_CONSIGNE_: Recopiez mot pour mot l'intégralité du texte sur la flibuste de Ted Cruz contre l'Obamacare.

Il avait promis de parler jusqu'à l'épuisement. Ted Cruz (photo Jim Watson/AFP) a tenu sa promesse. Il a parlé pendant 21 heures avec un objectif en tête: retirer le financement de l'Obamacare, la réforme de la santé que le président Barack Obama a fait aboutir en 2010 et qui produit très concrètement ses effets à partir du 1er octobre quand les Américains qui n'ont pas d'assurance-maladie peuvent aller acheter en ligne une assurance-maladie à un coût réduit grâce à des subventions de l'Etat fédéral.
L'exercice de Ted Cruz, appelé flibuste dans le langage du Sénat, n'avait pourtant aucune chance d'aboutir à un résultat tangible. Le Sénat étant dominé par les démocrates, ceux-ci ne vont jamais procéder à l'abrogation de l'Affordable Care Act en privant la réforme du financement dont elle a besoin. Manifestement, cet avocat diplômé d'Harvard, qui ne siège au Sénat que depuis neuf mois, n'a pas peur de bousculer les habitudes. S'il a irrité au plus au point les démocrates, il a provoqué une guerre civile au sein de son propre camp, le Parti républicain. Certains ne lui pardonnent pas cet exercice qui pourrait mener à la fermeture de services essentiels de l'Etat si aucun budget n'est approuvé. Or Ted Cruz conditionne l'approbation d'un budget au refus de financer l'Obamacare. Les conséquences d'un "shutdown" serait incalculable pour l'économie américaine, l'emploi et la valeur du dollar comme devise de référence.

_DONNÉES FOURNIES_:
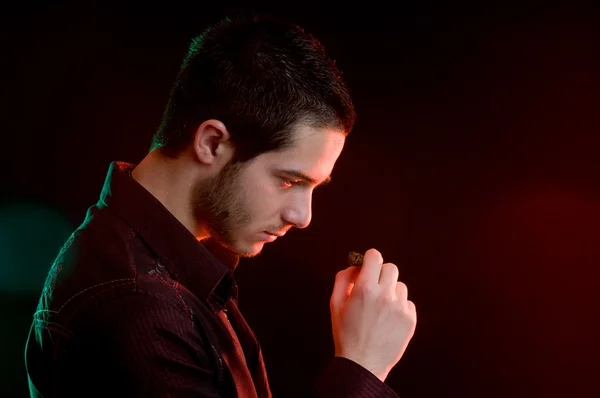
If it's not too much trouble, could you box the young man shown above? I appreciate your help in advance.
[26,17,416,397]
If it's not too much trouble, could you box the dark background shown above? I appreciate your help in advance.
[0,1,600,398]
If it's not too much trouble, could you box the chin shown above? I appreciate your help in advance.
[214,239,265,258]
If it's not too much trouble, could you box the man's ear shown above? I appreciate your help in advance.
[193,119,234,166]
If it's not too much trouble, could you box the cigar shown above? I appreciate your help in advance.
[348,252,364,267]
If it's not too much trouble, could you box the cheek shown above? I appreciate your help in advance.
[245,180,281,219]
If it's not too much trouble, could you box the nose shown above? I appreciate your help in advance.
[282,192,312,229]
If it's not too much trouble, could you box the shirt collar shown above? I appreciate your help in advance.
[98,162,239,310]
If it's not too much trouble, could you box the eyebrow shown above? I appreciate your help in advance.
[281,170,331,187]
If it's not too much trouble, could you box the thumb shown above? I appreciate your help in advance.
[330,266,360,310]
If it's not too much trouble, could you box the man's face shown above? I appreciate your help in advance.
[192,124,345,257]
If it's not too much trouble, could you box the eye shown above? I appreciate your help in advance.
[281,177,300,189]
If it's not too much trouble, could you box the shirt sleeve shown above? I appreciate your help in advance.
[58,294,221,398]
[315,357,398,398]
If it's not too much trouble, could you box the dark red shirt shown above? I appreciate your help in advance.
[25,162,396,398]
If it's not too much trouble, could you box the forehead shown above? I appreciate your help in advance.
[259,124,345,181]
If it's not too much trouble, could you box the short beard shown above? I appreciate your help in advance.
[192,162,250,255]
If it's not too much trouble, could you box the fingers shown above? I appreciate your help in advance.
[379,263,399,297]
[331,266,360,307]
[356,249,383,286]
[395,282,408,302]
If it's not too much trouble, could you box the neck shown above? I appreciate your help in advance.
[131,150,209,240]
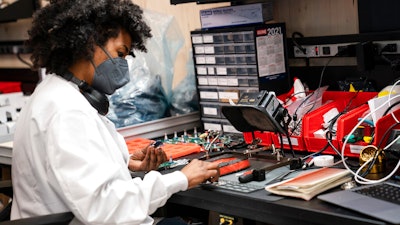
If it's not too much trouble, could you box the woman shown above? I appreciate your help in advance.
[11,0,218,224]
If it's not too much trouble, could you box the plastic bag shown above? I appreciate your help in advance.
[107,10,184,127]
[170,52,199,116]
[107,57,168,127]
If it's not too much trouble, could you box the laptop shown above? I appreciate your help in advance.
[317,181,400,224]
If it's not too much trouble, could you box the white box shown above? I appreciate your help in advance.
[200,0,273,29]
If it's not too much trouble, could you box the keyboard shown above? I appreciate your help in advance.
[202,179,265,193]
[354,183,400,205]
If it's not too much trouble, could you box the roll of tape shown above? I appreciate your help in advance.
[313,155,334,167]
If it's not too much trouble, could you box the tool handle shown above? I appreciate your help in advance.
[238,171,254,183]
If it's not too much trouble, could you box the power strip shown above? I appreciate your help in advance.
[294,43,355,58]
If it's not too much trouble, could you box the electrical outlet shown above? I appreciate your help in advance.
[373,40,400,54]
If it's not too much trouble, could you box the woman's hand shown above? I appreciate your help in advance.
[128,145,167,172]
[181,159,219,188]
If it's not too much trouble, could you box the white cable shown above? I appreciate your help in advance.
[341,93,400,184]
[388,80,400,123]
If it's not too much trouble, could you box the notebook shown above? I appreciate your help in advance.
[317,182,400,224]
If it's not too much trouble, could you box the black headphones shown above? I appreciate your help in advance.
[61,72,110,116]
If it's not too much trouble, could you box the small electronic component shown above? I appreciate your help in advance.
[151,141,163,148]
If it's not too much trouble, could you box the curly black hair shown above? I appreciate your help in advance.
[27,0,151,75]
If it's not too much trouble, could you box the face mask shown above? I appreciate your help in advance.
[92,47,129,95]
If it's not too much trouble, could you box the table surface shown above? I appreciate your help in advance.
[162,150,394,225]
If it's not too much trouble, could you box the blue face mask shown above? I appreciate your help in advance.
[92,47,130,95]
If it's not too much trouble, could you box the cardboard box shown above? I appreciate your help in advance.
[200,0,273,29]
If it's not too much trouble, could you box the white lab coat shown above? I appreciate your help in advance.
[11,75,188,225]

_RÉPONSE ATTENDUE_:
Il avait promis de parler jusqu'à l'épuisement. Ted Cruz (photo Jim Watson/AFP) a tenu sa promesse. Il a parlé pendant 21 heures avec un objectif en tête: retirer le financement de l'Obamacare, la réforme de la santé que le président Barack Obama a fait aboutir en 2010 et qui produit très concrètement ses effets à partir du 1er octobre quand les Américains qui n'ont pas d'assurance-maladie peuvent aller acheter en ligne une assurance-maladie à un coût réduit grâce à des subventions de l'Etat fédéral.
L'exercice de Ted Cruz, appelé flibuste dans le langage du Sénat, n'avait pourtant aucune chance d'aboutir à un résultat tangible. Le Sénat étant dominé par les démocrates, ceux-ci ne vont jamais procéder à l'abrogation de l'Affordable Care Act en privant la réforme du financement dont elle a besoin. Manifestement, cet avocat diplômé d'Harvard, qui ne siège au Sénat que depuis neuf mois, n'a pas peur de bousculer les habitudes. S'il a irrité au plus au point les démocrates, il a provoqué une guerre civile au sein de son propre camp, le Parti républicain. Certains ne lui pardonnent pas cet exercice qui pourrait mener à la fermeture de services essentiels de l'Etat si aucun budget n'est approuvé. Or Ted Cruz conditionne l'approbation d'un budget au refus de financer l'Obamacare. Les conséquences d'un "shutdown" serait incalculable pour l'économie américaine, l'emploi et la valeur du dollar comme devise de référence.